## Problem requirements:
Output the lines of the records exactly, from the first through the one containing "positive clicks: (640, 474)". Omit all pictures.

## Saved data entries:
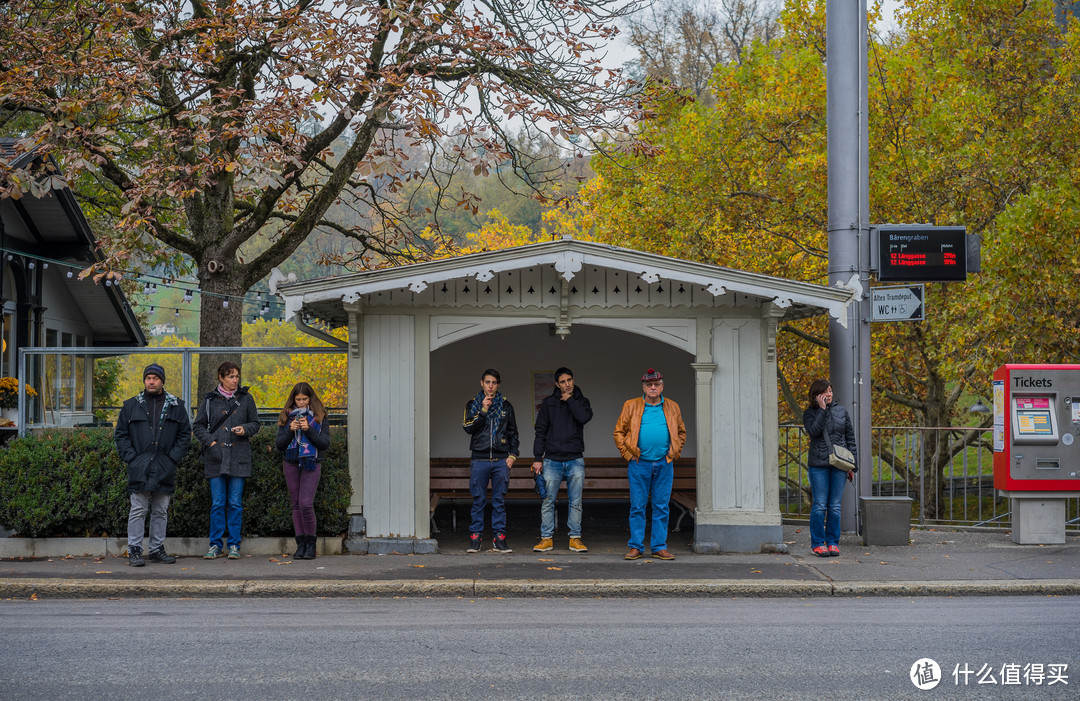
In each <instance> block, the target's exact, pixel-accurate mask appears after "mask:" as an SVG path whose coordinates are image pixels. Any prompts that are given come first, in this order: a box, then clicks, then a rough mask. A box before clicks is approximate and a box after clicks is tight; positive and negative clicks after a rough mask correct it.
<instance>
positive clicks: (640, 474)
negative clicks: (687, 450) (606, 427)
mask: <svg viewBox="0 0 1080 701" xmlns="http://www.w3.org/2000/svg"><path fill="white" fill-rule="evenodd" d="M663 391H664V376H663V375H661V374H660V373H659V372H658V370H656V369H653V368H651V367H650V368H649V369H647V370H646V372H645V375H643V376H642V396H638V397H635V399H632V400H627V401H626V402H625V403H624V404H623V405H622V413H621V414H620V415H619V420H618V421H617V422H616V426H615V445H616V447H617V448H619V454H620V455H622V457H623V458H625V459H626V460H627V461H629V462H630V466H629V468H627V472H626V476H627V478H629V482H630V542H629V543H627V545H629V547H630V551H629V552H627V553H626V555H625V558H626V560H637V558H638V557H640V556H642V552H643V551H644V550H645V504H646V503H647V502H648V503H651V504H652V530H651V534H650V537H649V545H650V549H651V551H652V557H656V558H658V560H675V555H673V554H672V553H671V552H670V551H669V550H667V512H669V503H667V502H669V501H671V497H672V482H673V481H674V477H675V468H674V466H673V463H674V461H675V460H676V459H677V458H678V457H679V455H681V453H683V446H684V445H686V426H685V424H684V423H683V413H681V412H680V410H679V408H678V404H676V403H675V402H674V401H672V400H670V399H666V397H665V396H664V395H663Z"/></svg>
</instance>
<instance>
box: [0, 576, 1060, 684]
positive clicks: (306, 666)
mask: <svg viewBox="0 0 1080 701" xmlns="http://www.w3.org/2000/svg"><path fill="white" fill-rule="evenodd" d="M1078 630H1080V597H1052V596H1051V597H1047V596H1032V597H968V598H933V597H918V598H886V597H876V598H855V599H851V598H845V599H838V598H807V599H791V598H781V599H760V598H755V599H715V598H713V599H685V598H679V599H658V598H642V599H634V598H627V599H580V598H576V599H498V598H491V599H483V598H430V599H417V598H414V599H392V598H386V599H370V598H365V599H340V598H337V599H299V598H292V599H179V601H177V599H125V601H29V602H28V601H22V602H14V601H8V602H0V650H2V651H3V662H2V665H0V689H2V692H0V696H2V697H3V698H4V699H6V700H14V699H52V700H57V701H59V700H63V699H79V700H80V701H82V700H83V699H121V698H123V699H131V698H140V699H165V698H167V699H185V698H191V699H299V698H305V699H421V698H422V699H426V700H434V699H469V700H474V699H569V698H582V697H584V698H589V697H592V698H593V699H721V698H723V699H739V698H747V699H748V698H754V699H806V698H825V699H829V700H831V701H832V700H839V699H897V698H920V699H922V698H924V699H951V698H962V699H1064V698H1070V699H1071V698H1078V696H1080V648H1078V647H1077V645H1076V643H1077V639H1078V638H1077V631H1078ZM922 658H931V659H933V660H935V661H936V662H937V664H939V665H940V668H941V674H940V678H941V682H940V684H939V685H937V687H936V688H934V689H931V690H920V689H918V688H916V686H915V685H914V684H913V682H912V680H910V678H909V673H910V670H912V666H913V664H915V663H916V662H917V661H918V660H920V659H922ZM1063 664H1067V665H1068V666H1067V669H1064V670H1063V669H1062V668H1059V666H1057V668H1051V665H1063ZM1032 665H1042V671H1043V677H1042V684H1041V685H1036V684H1035V679H1037V678H1039V677H1038V675H1035V676H1032V673H1037V672H1038V669H1039V668H1036V666H1032ZM1055 669H1056V672H1054V670H1055ZM955 670H957V675H956V676H954V671H955ZM966 670H970V674H964V671H966ZM987 671H988V672H987ZM1024 672H1026V673H1027V674H1026V675H1025V674H1024ZM1052 677H1053V678H1052ZM981 678H982V682H983V683H982V684H980V683H978V682H980V679H981ZM991 678H993V679H994V680H995V682H996V684H990V683H989V679H991ZM1055 679H1056V683H1054V684H1051V680H1055ZM1013 680H1016V683H1015V684H1012V683H1009V684H1005V682H1013ZM1064 682H1067V684H1065V683H1064Z"/></svg>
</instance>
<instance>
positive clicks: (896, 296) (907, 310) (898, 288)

## Task result:
In each <instance> block, the target's exact, pixel-accurate mask appears after "mask:" as an SVG path whose coordinates are image pixels. Any prompts that are given come first, in this order: a box, then clicks, then a rough mask. A box before clicks is approximate and a box after clicks is tight; positive and negative clicks after a rough mask correct it.
<instance>
positive clicks: (640, 474)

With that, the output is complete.